:: PROBLEM TO SOLVE ::
Return exactly the final stretch of the records below, opening with the line that contains "yellow race car -> point" and closing with the last line.

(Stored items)
=-=-=-=-=
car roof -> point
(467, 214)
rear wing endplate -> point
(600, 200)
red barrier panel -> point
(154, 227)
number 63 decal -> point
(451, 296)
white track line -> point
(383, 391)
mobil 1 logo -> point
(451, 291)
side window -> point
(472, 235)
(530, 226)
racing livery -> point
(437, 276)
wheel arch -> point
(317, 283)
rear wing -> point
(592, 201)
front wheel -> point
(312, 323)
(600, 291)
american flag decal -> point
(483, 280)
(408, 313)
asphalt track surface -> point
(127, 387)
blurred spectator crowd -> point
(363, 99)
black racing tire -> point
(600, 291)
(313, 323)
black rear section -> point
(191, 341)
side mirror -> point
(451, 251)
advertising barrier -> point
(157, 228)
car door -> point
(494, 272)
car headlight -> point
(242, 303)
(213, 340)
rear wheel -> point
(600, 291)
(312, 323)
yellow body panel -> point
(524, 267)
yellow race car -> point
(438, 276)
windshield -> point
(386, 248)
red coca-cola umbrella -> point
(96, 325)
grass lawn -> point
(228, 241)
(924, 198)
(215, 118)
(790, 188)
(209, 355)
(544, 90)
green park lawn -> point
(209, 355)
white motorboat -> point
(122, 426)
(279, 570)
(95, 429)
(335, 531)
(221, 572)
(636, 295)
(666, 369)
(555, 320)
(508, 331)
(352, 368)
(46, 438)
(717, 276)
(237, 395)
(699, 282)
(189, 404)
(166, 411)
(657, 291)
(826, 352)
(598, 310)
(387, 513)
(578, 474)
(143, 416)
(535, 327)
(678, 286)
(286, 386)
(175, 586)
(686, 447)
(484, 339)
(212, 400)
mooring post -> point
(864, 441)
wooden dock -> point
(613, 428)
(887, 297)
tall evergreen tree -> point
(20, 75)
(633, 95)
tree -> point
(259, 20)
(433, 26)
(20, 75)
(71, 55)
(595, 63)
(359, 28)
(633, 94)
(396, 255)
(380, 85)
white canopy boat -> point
=-=-=-=-=
:: SOLUTION TO THIS PROBLEM ::
yellow race car -> point
(438, 276)
windshield -> point
(386, 248)
red coca-cola umbrella -> point
(96, 325)
grass lawn -> point
(228, 241)
(924, 198)
(215, 118)
(790, 188)
(209, 355)
(544, 90)
green park lawn -> point
(209, 355)
white motorboat -> point
(122, 426)
(279, 570)
(95, 429)
(335, 531)
(221, 572)
(636, 295)
(666, 369)
(555, 320)
(508, 331)
(352, 368)
(46, 438)
(717, 276)
(237, 395)
(699, 282)
(189, 404)
(166, 411)
(657, 291)
(826, 352)
(598, 310)
(387, 513)
(578, 474)
(143, 416)
(535, 327)
(678, 286)
(286, 386)
(175, 586)
(686, 447)
(484, 339)
(212, 400)
mooring post -> point
(864, 441)
wooden dock -> point
(613, 428)
(887, 297)
tall evergreen tree -> point
(20, 75)
(633, 95)
tree -> point
(259, 20)
(433, 26)
(20, 75)
(71, 55)
(595, 63)
(359, 28)
(633, 94)
(396, 255)
(380, 85)
white canopy boat -> point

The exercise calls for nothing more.